**TASKS TO PERFORM:**
(1) Please condense the paragraph of the tidypolars excerpt that begins "More generally, `tidypolars` checks" into a single shorter sentence that keeps its main facts.
(2) Extend the tidypolars excerpt with a few more sentences that follow on from its last line.

**EXTRACT TO READ:**
====================

Starting from `tidypolars` 0.14.0, this doesn't error anymore. Why is that? The
reason is that while `foo >= agrep("a", a)` uses a column from the data (`foo`),
`agrep("a", a)` no longer does since `a` is an object in the environment and not
in the data anymore. Therefore, we can evaluate `agrep("a", a)` first and then use
its result when evaluating `foo >= agrep("a", a)`.

More generally, `tidypolars` checks whether a function uses columns from the
data and skips the translation part if it doesn't, allowing us to use more
functions than what is translated by `tidypolars` (only if they don't use
columns as inputs).

Note that expressions that don't use the data are evaluated before running
`polars` in the background so they don't benefit from `polars` parallel
evaluation for instance.

## A note on performance

As we saw above, a large part of the work of `tidypolars` is to translate
existing R code to its `polars` equivalent. This takes some time, especially
when translating R expressions used in `mutate()` or `filter()` for instance,
and it might be noticeable if you run `tidypolars` many times on small datasets.

====================

**STORED DATA:**
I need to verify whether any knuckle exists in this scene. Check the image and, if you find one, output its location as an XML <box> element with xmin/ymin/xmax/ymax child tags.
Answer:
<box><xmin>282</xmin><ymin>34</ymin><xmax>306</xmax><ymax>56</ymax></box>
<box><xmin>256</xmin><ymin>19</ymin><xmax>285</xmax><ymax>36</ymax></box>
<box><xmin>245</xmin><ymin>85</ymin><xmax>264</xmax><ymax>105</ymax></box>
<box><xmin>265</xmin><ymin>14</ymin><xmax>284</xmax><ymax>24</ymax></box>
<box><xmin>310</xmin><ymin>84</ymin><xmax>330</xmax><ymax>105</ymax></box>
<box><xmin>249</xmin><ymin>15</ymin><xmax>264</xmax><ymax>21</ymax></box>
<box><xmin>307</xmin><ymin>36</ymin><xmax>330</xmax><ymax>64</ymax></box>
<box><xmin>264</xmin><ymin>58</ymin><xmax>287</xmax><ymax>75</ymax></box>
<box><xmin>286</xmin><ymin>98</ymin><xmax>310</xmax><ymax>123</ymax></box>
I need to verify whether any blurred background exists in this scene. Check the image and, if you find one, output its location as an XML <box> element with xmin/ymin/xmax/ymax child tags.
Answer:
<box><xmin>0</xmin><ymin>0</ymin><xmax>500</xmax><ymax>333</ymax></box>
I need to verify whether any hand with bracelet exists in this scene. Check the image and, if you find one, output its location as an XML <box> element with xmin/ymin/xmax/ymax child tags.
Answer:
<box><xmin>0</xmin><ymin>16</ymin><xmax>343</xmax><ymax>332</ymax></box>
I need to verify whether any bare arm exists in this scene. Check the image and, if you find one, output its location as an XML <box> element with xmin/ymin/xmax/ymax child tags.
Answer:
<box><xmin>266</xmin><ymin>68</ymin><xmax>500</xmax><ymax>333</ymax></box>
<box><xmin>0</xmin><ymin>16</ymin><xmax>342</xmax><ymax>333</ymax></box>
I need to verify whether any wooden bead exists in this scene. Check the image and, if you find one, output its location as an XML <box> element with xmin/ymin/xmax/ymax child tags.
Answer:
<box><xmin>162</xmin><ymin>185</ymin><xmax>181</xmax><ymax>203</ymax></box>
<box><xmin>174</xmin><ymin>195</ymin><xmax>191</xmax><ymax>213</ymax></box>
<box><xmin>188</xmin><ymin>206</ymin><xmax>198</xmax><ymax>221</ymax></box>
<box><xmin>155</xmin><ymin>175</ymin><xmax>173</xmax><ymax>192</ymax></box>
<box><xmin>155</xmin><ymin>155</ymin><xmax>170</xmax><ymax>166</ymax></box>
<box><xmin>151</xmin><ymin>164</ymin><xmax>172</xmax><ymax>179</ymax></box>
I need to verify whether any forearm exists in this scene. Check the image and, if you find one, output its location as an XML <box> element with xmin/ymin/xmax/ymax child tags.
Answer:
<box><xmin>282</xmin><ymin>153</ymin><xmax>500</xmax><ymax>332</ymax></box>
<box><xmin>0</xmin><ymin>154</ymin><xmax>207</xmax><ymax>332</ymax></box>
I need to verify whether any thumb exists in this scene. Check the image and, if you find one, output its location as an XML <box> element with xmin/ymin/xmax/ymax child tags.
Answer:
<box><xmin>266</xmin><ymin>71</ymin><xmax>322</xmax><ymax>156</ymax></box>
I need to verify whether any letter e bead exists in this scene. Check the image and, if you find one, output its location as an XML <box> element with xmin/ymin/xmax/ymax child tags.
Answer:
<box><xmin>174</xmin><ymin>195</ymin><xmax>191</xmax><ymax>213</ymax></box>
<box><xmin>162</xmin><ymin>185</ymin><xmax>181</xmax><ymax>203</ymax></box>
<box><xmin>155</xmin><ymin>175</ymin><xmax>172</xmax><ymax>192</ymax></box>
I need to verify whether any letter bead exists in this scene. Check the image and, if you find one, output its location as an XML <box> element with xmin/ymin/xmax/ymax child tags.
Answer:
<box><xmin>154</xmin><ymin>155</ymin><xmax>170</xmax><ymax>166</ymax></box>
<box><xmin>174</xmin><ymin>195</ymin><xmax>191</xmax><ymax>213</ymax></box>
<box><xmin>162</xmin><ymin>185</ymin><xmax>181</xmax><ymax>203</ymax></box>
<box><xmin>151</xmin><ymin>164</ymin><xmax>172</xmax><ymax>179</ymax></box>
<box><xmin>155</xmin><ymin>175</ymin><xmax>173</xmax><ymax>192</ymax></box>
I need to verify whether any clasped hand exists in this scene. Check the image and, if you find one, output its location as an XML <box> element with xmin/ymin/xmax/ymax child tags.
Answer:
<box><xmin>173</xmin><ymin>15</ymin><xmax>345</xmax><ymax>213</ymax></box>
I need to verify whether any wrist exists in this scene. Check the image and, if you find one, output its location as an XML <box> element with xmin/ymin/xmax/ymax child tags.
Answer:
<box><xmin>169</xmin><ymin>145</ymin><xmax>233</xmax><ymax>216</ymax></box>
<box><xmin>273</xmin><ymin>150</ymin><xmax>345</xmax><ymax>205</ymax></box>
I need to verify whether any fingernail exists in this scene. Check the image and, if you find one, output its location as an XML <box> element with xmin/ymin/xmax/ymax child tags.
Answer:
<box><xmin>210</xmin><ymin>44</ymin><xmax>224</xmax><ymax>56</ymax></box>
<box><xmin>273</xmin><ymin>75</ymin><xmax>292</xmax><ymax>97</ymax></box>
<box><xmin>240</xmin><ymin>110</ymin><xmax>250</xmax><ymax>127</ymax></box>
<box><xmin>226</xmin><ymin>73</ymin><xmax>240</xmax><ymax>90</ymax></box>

====================

**FINAL ANSWERS:**
(1) `tidypolars` skips translating any function that uses no columns from the data, so functions it doesn't translate still work as long as they take no columns as inputs.

(2)
This translation process takes more time as the number of expressions increases
but it doesn't depend on the size of the data. In other words, translating the
code from R to `polars` takes about the same time when applied on a dataset of
1M or 10M observations. Therefore, this drawback should become less and less
noticeable as the size of the dataset increases since most of the time will then
be taken by the actual computation performed by `polars`.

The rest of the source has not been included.